--- Source text ---
▬▬▬

The results also show a relationship between an individual’s wealth and their propensity to engage in paid work after age 65. Within-cohort, our results show that wealthier individuals spend more years working and live more years work-free after age 65. When looking across cohorts, however, there is an increase in the propensity to work for the wealthier quartiles which results in a reduction of work-free life expectancy (WFLE) by 0.41 years for the top wealth quartile for males and by 0.66 years for females. For the bottom wealth quartile, the change is 0.09 years for males and −0.03 years for females.

Having established the baseline results, we turn our attention to robustness and mechanisms. The main robustness check we conduct is to also measure socioeconomic status via educational attainment. Importantly for our analysis, education is different from wealth because education cannot easily be “spent down” after a health shock which might otherwise affect both net total wealth and disability or work. We document consistent relationships using education in place of net total wealth. We also examine an alternative wealth metric, Social Security wealth, which follows Hudomiet et al. (2021) and captures lifetime earnings.

▬▬▬

--- Record extracts ---

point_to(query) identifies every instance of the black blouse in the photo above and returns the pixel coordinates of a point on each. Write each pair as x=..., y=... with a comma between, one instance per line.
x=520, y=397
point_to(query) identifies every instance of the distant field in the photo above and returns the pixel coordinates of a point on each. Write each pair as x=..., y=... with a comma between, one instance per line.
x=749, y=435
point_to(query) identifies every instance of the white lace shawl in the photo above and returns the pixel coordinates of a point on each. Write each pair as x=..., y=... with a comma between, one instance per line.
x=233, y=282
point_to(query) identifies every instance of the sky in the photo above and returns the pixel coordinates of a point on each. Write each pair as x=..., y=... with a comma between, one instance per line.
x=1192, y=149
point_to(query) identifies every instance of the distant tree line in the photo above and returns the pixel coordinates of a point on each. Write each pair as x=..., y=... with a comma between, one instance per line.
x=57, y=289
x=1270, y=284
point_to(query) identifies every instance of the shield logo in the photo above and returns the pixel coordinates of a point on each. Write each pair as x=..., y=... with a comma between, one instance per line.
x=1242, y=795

▬▬▬

--- Required tasks ---
[A] Using the passage on wealth and work after age 65, answer these:
(i) Across cohorts, by how many years did work-free life expectancy fall for females in the top wealth quartile?
(ii) What measure of socioeconomic status is used in the main robustness check?
(iii) Which study does the Social Security wealth metric follow?
[B] List every cross-cohort change in work-free life expectancy that the passage on wealth and work after age 65 reports, along with the group each change applies to.
[C] Reproduce part of the passage on wealth and work after age 65. Begin at the words "The results also" and stop after "and −0.03 years for females.".
The items have no connection to the passage on wealth and work after age 65.

--- Task results ---
[A]
(i) 0.66 years
(ii) Educational attainment
(iii) Hudomiet et al. (2021)

[B]
- Top wealth quartile, males: a reduction of 0.41 years
- Top wealth quartile, females: a reduction of 0.66 years
- Bottom wealth quartile, males: 0.09 years
- Bottom wealth quartile, females: −0.03 years

[C]
The results also show a relationship between an individual’s wealth and their propensity to engage in paid work after age 65. Within-cohort, our results show that wealthier individuals spend more years working and live more years work-free after age 65. When looking across cohorts, however, there is an increase in the propensity to work for the wealthier quartiles which results in a reduction of work-free life expectancy (WFLE) by 0.41 years for the top wealth quartile for males and by 0.66 years for females. For the bottom wealth quartile, the change is 0.09 years for males and −0.03 years for females.